_Brief_
Say how many lines of the records include the string "wooden". Nothing else belongs in the answer.

---------- Data to use

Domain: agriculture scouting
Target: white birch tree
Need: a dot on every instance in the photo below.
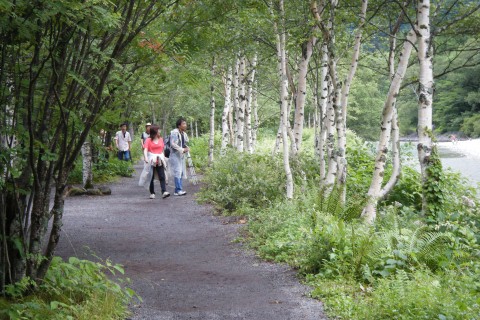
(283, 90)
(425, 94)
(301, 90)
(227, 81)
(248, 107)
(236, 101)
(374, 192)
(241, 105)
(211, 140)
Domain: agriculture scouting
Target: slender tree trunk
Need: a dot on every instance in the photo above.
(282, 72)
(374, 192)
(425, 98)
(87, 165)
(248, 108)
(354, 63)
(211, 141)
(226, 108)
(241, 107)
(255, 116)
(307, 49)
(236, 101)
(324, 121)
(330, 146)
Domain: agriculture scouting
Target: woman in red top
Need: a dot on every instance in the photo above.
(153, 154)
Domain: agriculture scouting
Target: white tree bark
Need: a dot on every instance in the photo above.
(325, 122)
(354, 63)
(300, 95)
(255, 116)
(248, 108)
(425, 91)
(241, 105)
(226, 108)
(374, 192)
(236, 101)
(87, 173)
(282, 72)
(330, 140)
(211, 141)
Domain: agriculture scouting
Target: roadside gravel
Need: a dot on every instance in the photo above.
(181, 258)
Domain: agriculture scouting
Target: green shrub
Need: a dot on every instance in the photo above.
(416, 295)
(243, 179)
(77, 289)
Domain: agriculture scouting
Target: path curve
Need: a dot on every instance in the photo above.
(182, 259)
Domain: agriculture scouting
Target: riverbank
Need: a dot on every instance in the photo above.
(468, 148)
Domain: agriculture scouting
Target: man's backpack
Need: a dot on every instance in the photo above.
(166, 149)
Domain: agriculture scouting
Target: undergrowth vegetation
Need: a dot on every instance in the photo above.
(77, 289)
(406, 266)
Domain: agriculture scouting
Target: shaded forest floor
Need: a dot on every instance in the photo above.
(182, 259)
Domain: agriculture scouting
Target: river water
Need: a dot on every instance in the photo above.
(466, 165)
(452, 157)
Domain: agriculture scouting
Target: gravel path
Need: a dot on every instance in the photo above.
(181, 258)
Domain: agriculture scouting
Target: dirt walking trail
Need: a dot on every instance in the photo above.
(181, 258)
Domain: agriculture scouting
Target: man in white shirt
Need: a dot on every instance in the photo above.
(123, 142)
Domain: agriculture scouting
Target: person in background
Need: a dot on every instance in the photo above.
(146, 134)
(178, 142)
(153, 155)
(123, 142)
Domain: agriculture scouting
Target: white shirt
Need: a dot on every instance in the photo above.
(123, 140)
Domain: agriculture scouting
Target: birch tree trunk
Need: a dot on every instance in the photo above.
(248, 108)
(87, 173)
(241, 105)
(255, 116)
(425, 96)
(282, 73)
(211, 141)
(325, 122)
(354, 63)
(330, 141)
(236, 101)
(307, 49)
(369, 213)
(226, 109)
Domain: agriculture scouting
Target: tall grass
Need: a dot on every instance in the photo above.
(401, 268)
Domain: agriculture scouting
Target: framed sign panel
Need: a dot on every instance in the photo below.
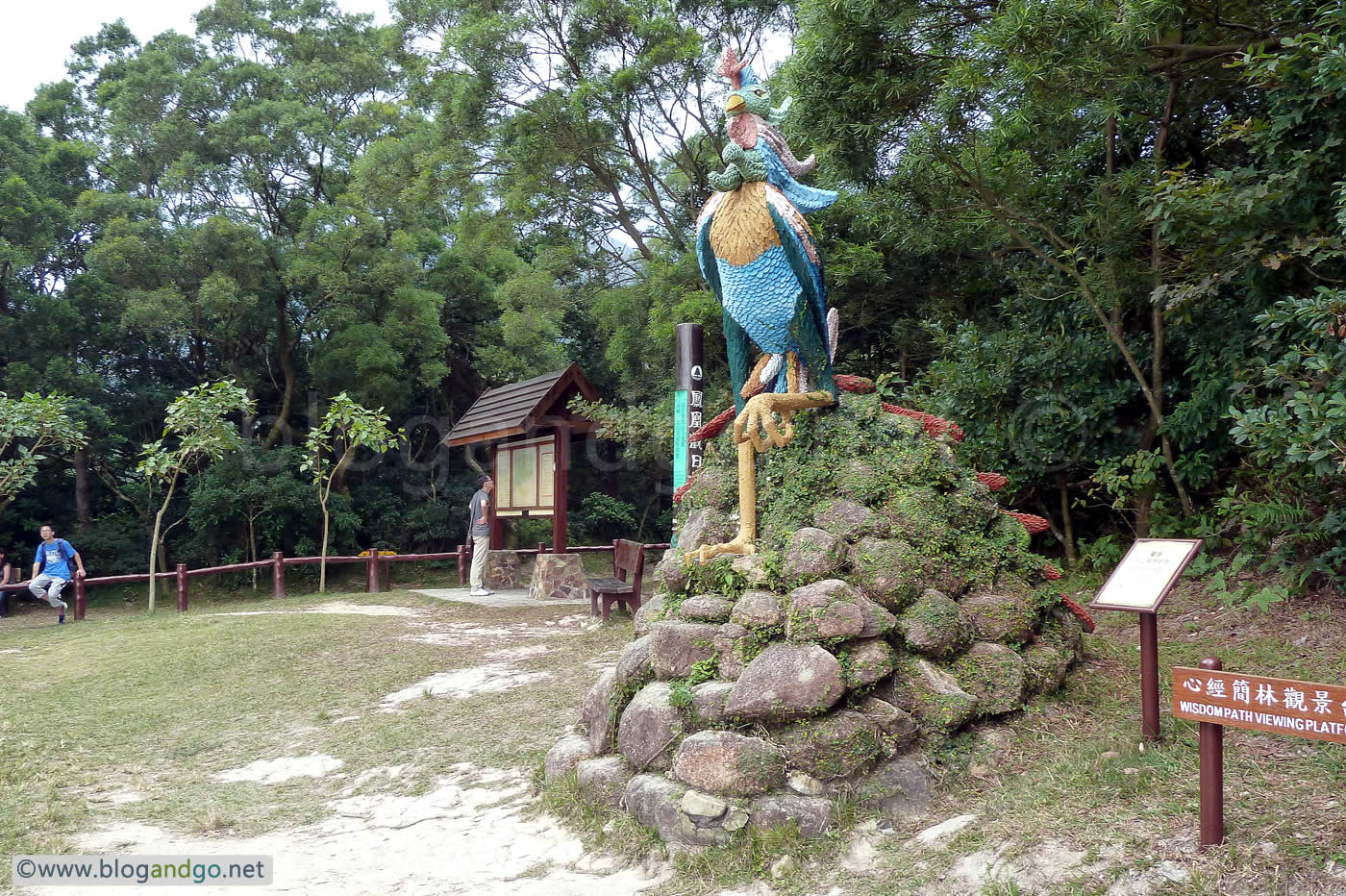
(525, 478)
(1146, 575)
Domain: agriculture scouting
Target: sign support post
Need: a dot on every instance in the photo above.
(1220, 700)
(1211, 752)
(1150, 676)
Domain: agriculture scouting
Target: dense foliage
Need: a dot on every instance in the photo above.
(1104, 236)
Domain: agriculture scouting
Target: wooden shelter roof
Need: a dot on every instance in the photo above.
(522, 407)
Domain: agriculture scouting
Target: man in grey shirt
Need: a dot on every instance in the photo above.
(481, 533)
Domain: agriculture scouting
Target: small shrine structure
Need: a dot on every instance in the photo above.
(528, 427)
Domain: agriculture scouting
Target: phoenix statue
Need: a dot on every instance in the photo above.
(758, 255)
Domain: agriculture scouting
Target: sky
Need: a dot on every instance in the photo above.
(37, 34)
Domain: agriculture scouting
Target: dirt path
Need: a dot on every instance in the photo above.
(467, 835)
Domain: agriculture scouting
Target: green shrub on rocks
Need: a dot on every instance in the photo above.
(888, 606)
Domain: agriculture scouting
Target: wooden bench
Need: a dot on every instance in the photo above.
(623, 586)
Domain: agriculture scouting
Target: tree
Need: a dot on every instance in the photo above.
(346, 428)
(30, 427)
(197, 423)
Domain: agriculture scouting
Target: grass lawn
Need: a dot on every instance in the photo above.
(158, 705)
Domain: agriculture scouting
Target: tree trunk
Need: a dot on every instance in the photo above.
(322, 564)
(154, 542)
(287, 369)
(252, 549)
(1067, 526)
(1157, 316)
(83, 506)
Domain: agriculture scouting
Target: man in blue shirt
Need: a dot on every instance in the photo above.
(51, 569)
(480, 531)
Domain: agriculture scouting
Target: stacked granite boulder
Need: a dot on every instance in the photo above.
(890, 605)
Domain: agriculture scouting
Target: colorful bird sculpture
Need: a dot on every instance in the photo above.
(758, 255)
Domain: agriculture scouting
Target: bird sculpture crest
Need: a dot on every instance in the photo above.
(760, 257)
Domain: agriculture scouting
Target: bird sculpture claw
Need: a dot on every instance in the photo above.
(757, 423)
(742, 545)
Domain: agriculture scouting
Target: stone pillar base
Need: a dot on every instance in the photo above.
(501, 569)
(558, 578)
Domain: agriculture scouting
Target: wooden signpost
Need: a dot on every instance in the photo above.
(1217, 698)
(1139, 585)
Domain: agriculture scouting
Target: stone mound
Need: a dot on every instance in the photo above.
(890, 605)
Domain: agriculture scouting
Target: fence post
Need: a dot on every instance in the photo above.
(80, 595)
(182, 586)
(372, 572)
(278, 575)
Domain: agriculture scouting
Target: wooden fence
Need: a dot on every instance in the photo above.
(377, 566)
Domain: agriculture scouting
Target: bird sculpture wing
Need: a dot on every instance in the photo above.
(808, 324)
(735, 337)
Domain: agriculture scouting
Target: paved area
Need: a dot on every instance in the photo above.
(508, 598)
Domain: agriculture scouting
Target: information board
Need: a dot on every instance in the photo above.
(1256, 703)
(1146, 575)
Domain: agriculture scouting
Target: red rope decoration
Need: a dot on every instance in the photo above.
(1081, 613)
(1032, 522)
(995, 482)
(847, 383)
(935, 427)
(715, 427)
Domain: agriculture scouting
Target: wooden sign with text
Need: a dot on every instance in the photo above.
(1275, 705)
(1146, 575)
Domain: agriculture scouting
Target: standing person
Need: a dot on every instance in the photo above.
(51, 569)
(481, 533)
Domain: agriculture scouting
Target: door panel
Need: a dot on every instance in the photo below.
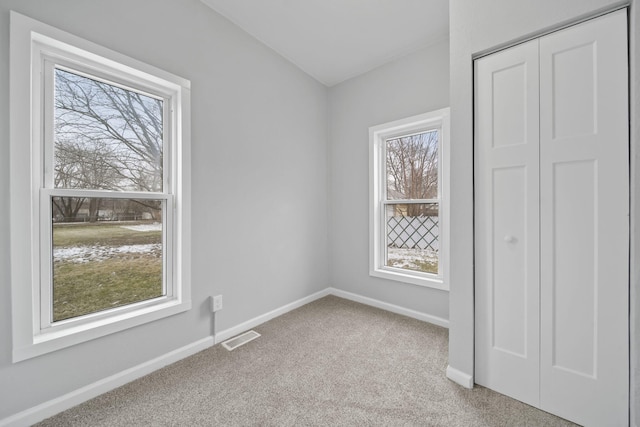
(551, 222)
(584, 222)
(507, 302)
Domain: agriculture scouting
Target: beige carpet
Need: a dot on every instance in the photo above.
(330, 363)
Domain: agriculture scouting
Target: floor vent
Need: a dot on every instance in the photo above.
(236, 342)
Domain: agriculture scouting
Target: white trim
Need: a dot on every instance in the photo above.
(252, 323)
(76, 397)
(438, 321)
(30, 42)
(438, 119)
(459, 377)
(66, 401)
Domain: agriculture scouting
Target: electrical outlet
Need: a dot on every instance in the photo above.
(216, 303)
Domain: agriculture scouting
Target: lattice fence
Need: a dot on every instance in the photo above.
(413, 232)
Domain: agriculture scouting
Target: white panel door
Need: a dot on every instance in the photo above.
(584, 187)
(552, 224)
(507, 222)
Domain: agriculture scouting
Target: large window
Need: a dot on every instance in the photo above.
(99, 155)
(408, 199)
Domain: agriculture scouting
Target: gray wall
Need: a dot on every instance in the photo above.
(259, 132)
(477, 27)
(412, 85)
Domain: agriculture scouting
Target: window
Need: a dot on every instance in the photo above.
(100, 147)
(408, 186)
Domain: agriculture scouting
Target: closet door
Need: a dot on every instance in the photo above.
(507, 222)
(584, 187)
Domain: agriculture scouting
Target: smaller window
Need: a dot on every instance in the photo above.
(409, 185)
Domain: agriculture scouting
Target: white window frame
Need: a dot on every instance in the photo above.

--------------------

_Output of the task_
5